What you are asked to do ▸
From the line containing "Task: set one pin on each instance of the blue" through the last line of the records below, each line is to be repeated exactly; pictures are to be omitted.

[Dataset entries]

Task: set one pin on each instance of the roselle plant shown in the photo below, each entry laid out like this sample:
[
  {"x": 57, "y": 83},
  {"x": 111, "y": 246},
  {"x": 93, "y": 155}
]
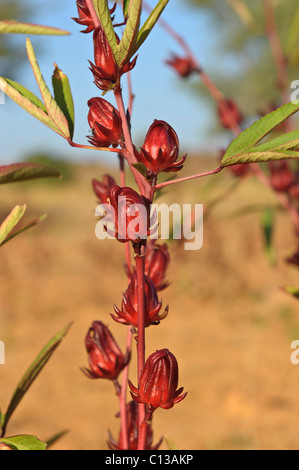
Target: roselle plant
[
  {"x": 282, "y": 176},
  {"x": 139, "y": 309}
]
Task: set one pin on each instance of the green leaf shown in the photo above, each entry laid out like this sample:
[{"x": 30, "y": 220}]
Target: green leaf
[
  {"x": 243, "y": 150},
  {"x": 35, "y": 222},
  {"x": 10, "y": 222},
  {"x": 128, "y": 41},
  {"x": 24, "y": 442},
  {"x": 11, "y": 26},
  {"x": 102, "y": 10},
  {"x": 149, "y": 25},
  {"x": 52, "y": 107},
  {"x": 32, "y": 373},
  {"x": 63, "y": 97},
  {"x": 26, "y": 100},
  {"x": 268, "y": 223},
  {"x": 25, "y": 171}
]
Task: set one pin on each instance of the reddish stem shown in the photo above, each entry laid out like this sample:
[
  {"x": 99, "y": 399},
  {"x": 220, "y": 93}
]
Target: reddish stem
[
  {"x": 129, "y": 153},
  {"x": 140, "y": 251},
  {"x": 188, "y": 178}
]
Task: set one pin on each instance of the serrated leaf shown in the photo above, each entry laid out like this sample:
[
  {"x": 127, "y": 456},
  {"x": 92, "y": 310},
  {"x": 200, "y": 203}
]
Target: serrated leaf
[
  {"x": 29, "y": 102},
  {"x": 15, "y": 27},
  {"x": 35, "y": 222},
  {"x": 128, "y": 41},
  {"x": 63, "y": 97},
  {"x": 32, "y": 372},
  {"x": 243, "y": 150},
  {"x": 149, "y": 25},
  {"x": 102, "y": 10},
  {"x": 24, "y": 442},
  {"x": 10, "y": 222},
  {"x": 25, "y": 171},
  {"x": 52, "y": 107},
  {"x": 260, "y": 157}
]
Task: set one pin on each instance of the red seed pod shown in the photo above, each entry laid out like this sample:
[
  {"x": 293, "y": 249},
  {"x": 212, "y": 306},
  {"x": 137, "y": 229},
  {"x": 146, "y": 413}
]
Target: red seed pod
[
  {"x": 105, "y": 123},
  {"x": 156, "y": 263},
  {"x": 184, "y": 66},
  {"x": 106, "y": 360},
  {"x": 102, "y": 188},
  {"x": 131, "y": 214},
  {"x": 158, "y": 382},
  {"x": 282, "y": 178},
  {"x": 160, "y": 150},
  {"x": 105, "y": 70},
  {"x": 132, "y": 431},
  {"x": 229, "y": 113},
  {"x": 85, "y": 18},
  {"x": 128, "y": 315}
]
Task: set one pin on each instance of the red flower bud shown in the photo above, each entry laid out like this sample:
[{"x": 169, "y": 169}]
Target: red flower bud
[
  {"x": 158, "y": 382},
  {"x": 128, "y": 315},
  {"x": 184, "y": 66},
  {"x": 105, "y": 123},
  {"x": 102, "y": 189},
  {"x": 132, "y": 430},
  {"x": 105, "y": 70},
  {"x": 282, "y": 177},
  {"x": 160, "y": 150},
  {"x": 106, "y": 360},
  {"x": 131, "y": 214},
  {"x": 156, "y": 263},
  {"x": 229, "y": 113},
  {"x": 85, "y": 18}
]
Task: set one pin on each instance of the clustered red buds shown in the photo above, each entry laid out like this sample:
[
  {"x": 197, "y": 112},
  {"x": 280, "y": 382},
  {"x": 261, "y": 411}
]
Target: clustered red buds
[
  {"x": 229, "y": 113},
  {"x": 85, "y": 17},
  {"x": 128, "y": 315},
  {"x": 184, "y": 66},
  {"x": 132, "y": 430},
  {"x": 160, "y": 150},
  {"x": 131, "y": 212},
  {"x": 105, "y": 359},
  {"x": 102, "y": 188},
  {"x": 105, "y": 70},
  {"x": 105, "y": 123},
  {"x": 159, "y": 382}
]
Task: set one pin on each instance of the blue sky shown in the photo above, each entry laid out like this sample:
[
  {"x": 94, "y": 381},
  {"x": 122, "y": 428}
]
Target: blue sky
[{"x": 159, "y": 93}]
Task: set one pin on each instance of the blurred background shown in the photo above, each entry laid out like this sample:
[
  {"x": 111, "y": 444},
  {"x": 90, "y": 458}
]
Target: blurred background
[{"x": 230, "y": 324}]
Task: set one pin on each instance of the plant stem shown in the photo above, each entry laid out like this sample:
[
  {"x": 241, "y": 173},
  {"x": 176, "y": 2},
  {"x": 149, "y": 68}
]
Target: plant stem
[
  {"x": 188, "y": 178},
  {"x": 129, "y": 153},
  {"x": 140, "y": 251}
]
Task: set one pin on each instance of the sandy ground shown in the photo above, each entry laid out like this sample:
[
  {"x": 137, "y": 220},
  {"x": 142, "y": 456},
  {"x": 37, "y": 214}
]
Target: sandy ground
[{"x": 230, "y": 325}]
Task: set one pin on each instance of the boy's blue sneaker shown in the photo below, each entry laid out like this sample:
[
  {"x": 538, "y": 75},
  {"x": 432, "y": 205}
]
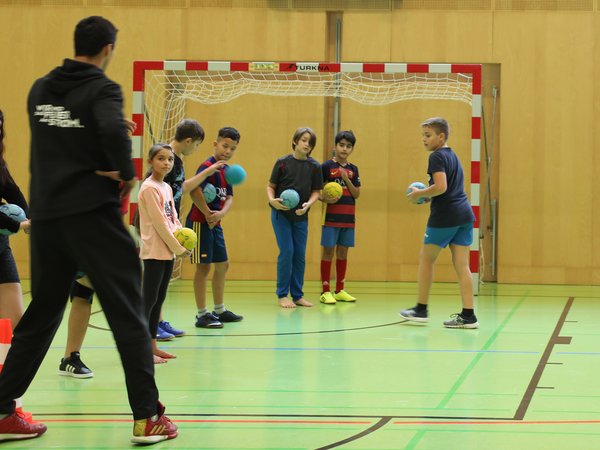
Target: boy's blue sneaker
[
  {"x": 413, "y": 315},
  {"x": 458, "y": 321},
  {"x": 228, "y": 316},
  {"x": 162, "y": 335},
  {"x": 74, "y": 367},
  {"x": 166, "y": 326},
  {"x": 208, "y": 320}
]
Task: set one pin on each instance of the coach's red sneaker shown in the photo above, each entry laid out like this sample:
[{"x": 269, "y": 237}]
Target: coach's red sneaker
[
  {"x": 147, "y": 431},
  {"x": 15, "y": 426}
]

Response ▸
Task: set one pin on each instance of the blue sky shown in the photo above, each entry laid out like this sample:
[
  {"x": 94, "y": 381},
  {"x": 122, "y": 428}
]
Target: blue sky
[{"x": 159, "y": 93}]
Task: set one pin on each instance of the blurred background shown in the photo above, each entry laid out like this sample:
[
  {"x": 111, "y": 444},
  {"x": 90, "y": 458}
]
Target: blurred background
[{"x": 230, "y": 324}]
Task: set one pin on each instance of the plant stem shown in the photo above, each entry laid out like this sample:
[
  {"x": 241, "y": 173},
  {"x": 176, "y": 2},
  {"x": 149, "y": 68}
]
Target: plant stem
[
  {"x": 188, "y": 178},
  {"x": 129, "y": 153},
  {"x": 140, "y": 251}
]
Task: set one pin on each instance of the sandy ground shown in the photo above, each entry laid out like this sample:
[
  {"x": 137, "y": 220},
  {"x": 142, "y": 456},
  {"x": 37, "y": 214}
]
Target: sandy ground
[{"x": 230, "y": 325}]
Task: set one pin on each instance of the boy's blue sneaker shown in the photo below, each entry laid out like this sample:
[
  {"x": 538, "y": 75},
  {"x": 432, "y": 205}
]
Target: boy's blue sneaker
[
  {"x": 413, "y": 315},
  {"x": 458, "y": 321},
  {"x": 228, "y": 316},
  {"x": 162, "y": 335},
  {"x": 74, "y": 367},
  {"x": 166, "y": 326},
  {"x": 208, "y": 320}
]
Task: set one pin on each instance of the coach's red sneaker shown in the photo above, each entry laid out like this sample:
[{"x": 269, "y": 237}]
Target: coach's red sneaker
[
  {"x": 147, "y": 431},
  {"x": 15, "y": 426}
]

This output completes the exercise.